Un rapport de parlementaires britanniques avait déjà averti contre le risque d’un décès brutal de l’ex-chef d’État égyptien en détention, en raison du traitement inhumain qu’il a subi en prison.
Plusieurs voix se sont élevées hier pour demander aux autorités égyptiennes l’ouverture d’une enquête indépendante sur la mort de l’ex-président Mohamed Morsi, survenu lundi lors de son procès, six ans après sa destitution par l’actuel chef d’État Abdel-Fattah al-Sissi. “Toute mort soudaine en prison doit être suivie d’une enquête rapide, impartiale, minutieuse et transparente menée par un organe indépendant afin de faire la lumière sur la cause du décès”, a déclaré Rupert Colville, porte-parole du Haut-Commissariat aux droits de l’Homme. “Comme l’ancien président Mohamed Morsi était détenu par les autorités égyptiennes au moment de sa mort, l’État a la responsabilité de s’assurer qu’il était traité humainement et que son droit à rester en vie et à être soigné a été respecté”, a-t-il estimé, rappelant les “inquiétudes” exprimées sur l’état de santé du défunt président en détention et le risque de mourir à n’importe quel moment, en raison de son maintien à l’isolement 23 heures par jour alors qu’il souffrait de diabète et d’insuffisance rénale.
En mars 2018, une commission britannique indépendante avait condamné ce traitement qu’il a subi durant six ans de détention après le putsch mené par l’actuel président, qui a occupé en 2012 le poste de chef d’état-major des armées. “Nous craignions que si Morsi ne bénéficiait pas d’une assistance médicale d’urgence, les dommages pour sa santé pourraient être permanents et même mortels. Malheureusement, nous avons eu raison”, a affirmé hier le député britannique Crispin Blunt, en estimant que la “chaîne de responsabilités” pouvait remonter jusqu’à l’actuel président égyptien Abdel Fattah al-Sissi. Amnesty International et Human Rights Watch (HRW) ont réclamé une enquête indépendante. “Les autorités égyptiennes devraient faire l’objet d’une enquête pour les mauvais traitements infligés à l’ancien président Mohamed Morsi, décédé le 17 juin 2019 après des années d’accès insuffisant aux soins médicaux”, lit-on dans un communiqué de HRW, exigeant que “le Conseil des droits de l’homme des Nations unies, dont la prochaine session s’ouvrira le 24 juin, ouvre une enquête sur les violations flagrantes des droits de l’homme en Égypte, notamment les mauvais traitements généralisés dans les prisons et la mort de Morsi”.

++++++

EXERCICES PROPOSÉS -
• a. D'après le texte sur la mort de Mohamed Morsi, combien d'heures par jour l'ancien président était-il maintenu à l'isolement ?
• b. Poursuivez le texte sur la mort de Mohamed Morsi à partir de l'endroit où il s'arrête.
Les lignes enregistrées ne jouent aucun rôle dans ces exercices.

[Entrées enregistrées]
++++++

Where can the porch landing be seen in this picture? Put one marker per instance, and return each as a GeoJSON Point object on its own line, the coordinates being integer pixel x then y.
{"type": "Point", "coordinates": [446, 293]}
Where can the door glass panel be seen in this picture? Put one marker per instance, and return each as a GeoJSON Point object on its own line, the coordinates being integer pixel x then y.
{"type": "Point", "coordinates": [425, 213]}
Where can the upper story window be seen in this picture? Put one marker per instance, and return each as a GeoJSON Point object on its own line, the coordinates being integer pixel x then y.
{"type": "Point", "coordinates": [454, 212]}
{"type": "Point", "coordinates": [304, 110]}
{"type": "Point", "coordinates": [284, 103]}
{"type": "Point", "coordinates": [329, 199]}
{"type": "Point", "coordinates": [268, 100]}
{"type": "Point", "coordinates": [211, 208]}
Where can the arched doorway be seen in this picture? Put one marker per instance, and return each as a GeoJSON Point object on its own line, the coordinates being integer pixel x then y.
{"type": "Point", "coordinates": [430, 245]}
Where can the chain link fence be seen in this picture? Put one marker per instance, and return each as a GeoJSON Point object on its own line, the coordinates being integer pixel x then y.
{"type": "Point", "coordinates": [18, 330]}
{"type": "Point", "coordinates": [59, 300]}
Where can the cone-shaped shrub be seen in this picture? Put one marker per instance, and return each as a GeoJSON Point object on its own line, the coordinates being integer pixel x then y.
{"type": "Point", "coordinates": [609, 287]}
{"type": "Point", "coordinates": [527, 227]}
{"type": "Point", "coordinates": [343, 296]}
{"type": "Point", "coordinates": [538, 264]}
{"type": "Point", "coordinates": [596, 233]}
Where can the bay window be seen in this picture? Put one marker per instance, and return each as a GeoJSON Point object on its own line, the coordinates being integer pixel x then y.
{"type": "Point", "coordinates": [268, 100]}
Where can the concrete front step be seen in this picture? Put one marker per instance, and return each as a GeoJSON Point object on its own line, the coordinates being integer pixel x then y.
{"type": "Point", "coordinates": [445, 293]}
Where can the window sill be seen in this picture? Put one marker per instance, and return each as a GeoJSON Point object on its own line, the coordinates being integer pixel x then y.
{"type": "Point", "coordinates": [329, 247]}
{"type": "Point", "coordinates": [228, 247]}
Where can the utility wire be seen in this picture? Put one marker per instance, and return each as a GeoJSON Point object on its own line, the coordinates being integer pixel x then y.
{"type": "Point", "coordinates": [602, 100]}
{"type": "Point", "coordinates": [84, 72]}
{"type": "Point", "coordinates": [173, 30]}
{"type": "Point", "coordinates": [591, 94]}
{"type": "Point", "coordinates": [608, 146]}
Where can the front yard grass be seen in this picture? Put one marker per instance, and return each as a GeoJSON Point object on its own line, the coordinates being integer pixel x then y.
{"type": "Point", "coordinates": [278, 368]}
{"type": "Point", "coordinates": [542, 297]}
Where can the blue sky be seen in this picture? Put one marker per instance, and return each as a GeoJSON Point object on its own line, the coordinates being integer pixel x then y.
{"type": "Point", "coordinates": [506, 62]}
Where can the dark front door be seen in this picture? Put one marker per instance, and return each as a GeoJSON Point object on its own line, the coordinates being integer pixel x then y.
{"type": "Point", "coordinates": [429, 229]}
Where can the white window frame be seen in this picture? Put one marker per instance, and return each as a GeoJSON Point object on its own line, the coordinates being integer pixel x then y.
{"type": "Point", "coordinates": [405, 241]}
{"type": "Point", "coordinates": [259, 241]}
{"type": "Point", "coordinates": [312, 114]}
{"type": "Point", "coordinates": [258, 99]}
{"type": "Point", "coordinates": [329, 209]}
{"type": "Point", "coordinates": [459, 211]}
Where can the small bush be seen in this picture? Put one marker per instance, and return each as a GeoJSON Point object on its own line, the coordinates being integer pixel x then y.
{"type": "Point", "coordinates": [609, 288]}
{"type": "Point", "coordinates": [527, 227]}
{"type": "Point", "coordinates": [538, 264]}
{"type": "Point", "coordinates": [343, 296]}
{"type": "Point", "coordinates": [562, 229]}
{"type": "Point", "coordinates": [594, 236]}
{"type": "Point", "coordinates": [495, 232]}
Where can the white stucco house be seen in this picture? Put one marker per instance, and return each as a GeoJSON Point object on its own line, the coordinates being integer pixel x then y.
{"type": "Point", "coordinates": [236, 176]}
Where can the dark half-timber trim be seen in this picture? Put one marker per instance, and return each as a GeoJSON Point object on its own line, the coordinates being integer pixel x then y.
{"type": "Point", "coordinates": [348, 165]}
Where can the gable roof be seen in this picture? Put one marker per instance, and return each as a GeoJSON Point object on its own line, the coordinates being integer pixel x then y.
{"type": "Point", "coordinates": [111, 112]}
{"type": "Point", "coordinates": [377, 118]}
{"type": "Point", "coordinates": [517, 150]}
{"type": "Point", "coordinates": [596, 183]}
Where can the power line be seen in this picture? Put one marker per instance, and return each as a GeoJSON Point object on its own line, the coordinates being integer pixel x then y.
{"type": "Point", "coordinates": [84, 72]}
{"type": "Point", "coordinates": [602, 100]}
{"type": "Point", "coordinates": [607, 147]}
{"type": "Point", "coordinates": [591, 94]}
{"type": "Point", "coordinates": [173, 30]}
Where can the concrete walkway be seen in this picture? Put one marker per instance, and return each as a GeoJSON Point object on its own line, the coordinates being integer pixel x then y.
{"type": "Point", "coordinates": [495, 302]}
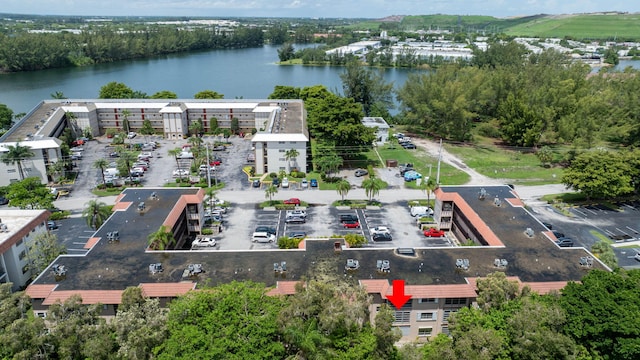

++++++

RÉPONSES ATTENDUES -
• a. Il était maintenu à l'isolement 23 heures par jour.

• b.
Pour sa part, Amnesty International a dénoncé l’abus dont a été victime l’ancien président, démocratiquement élu en 2012, après la fin de 30 ans de règne sans partage de Hosni Moubarak. L’ONG s’est dit “choquée par la nouvelle de la mort de Mohamed Morsi au cours de son audience”, appelant les autorités égyptiennes à “ouvrir immédiatement une enquête concernant les circonstances de la mort et de la détention de Mohamed Morsi ainsi que sur le suivi médical dont il faisait l’objet”, lit-on dans le communiqué d’AI. “En tant que détenu, les autorités égyptiennes étaient responsables du suivi médical dont faisait l’objet Mohamed Morsi”, a affirmé Magdalena Mughrabi, directrice adjointe de la zone Mena au sein d’Amnesty. Pour rappel, Mohamed Morsi a été enterré dans la nuit de lundi à mardi, en toute discrétion dans un cimetière cairote en présence de sa famille.